◆ **Source passage**:
In case of an exception or pipeline flush, the SPRF is copied from the APRF in the shadow of the flush latency, undoing the effect of any misspeculative predicate writes. The combination of latch-based implementation and the two-file strategy allow an area-efficient and timing-efficient implementation of the highly ported predicate registers.

Fig. 7.12 shows one of the six EXE stage predicates that allow or nullify data forwarding in the data-forwarding network. The other five predicates are handled identically. ANDing the predicate value with the destination-valid signal present in conventional bypass logic networks implements predication control of the bypass network very efficiently. Instructions with false predicates are treated as merely not writing to their destination register. Thus, the impact of predication on the operand-forwarding network is fairly minimal.

Optimized speculation support in hardware. With minimal hardware impact, the Itanium processor enables software to hide the latency of load instructions and their dependent uses by boosting them out of their home basic block. This is termed speculation. To perform effective speculation, two key issues must be addressed. First, any exceptions that are detected must be deferrable until an operation's home basic block is encountered; this is termed control speculation. Second, all stores between the boosted load and its home location must be checked for address overlap. If there is an overlap, the latest store should forward the correct data; this is termed data speculation. The Itanium processor provides effective support for both forms of speculation.

In case of control speculation, normal exception checks are performed for a control-speculative load instruction. In the common case, no exception is encountered, and therefore no special handling is required. On a detected exception, the hardware examines the exception type, software-managed architectural control registers, and page attributes to determine whether the exception should be handled immediately (such as for a TLB miss) or deferred for future handling.

For a deferral, a special deferred exception token called NaT (Not a Thing) bit is retained for each integer register, and a special floating-point value, called NaTVal and encoded in the NaN space, is set for floating-point registers. This token indicates that a deferred exception was detected. The deferred exception token is then propagated into result registers when any of the source registers indicates such a token. The exception is reported when either a speculation check or nonspeculative use (such as a store instruction) consumes a register that is flagged with the deferred exception token. In this way, NaT generation leverages traditional exception logic simply, and NaT propagation uses straightforward data path logic.

◆ **Data segment**:
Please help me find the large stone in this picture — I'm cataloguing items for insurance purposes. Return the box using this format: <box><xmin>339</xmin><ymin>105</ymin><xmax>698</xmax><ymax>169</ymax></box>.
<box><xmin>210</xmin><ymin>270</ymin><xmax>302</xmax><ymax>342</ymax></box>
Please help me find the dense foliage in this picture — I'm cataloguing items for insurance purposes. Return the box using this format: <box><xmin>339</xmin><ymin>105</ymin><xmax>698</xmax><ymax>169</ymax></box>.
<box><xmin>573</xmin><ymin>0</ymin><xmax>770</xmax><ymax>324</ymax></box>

◆ **Direction**:
Using the Itanium passage, answer each question on its own line.
(a) In case of an exception or pipeline flush, what is the SPRF copied from?
(b) How many EXE stage predicates allow or nullify data forwarding in the data-forwarding network?
(c) What is the special floating-point value set for floating-point registers on a deferral called?

◆ **Solution below**:
(a) The APRF.
(b) Six.
(c) NaTVal, encoded in the NaN space.